==== Dataset records ====

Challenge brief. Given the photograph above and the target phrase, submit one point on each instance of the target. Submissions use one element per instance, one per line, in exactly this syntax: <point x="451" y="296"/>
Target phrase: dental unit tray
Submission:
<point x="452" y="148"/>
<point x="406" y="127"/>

====

_Work instructions:_
Check each line of the data above, and please copy the ones in which the string "phrase" occurs.

_The completed task:_
Challenge brief. Given the photograph above and the target phrase, submit one point on each instance of the target. Submissions use one element per instance, one per line, in exactly this syntax: <point x="451" y="296"/>
Target phrase: dental unit tray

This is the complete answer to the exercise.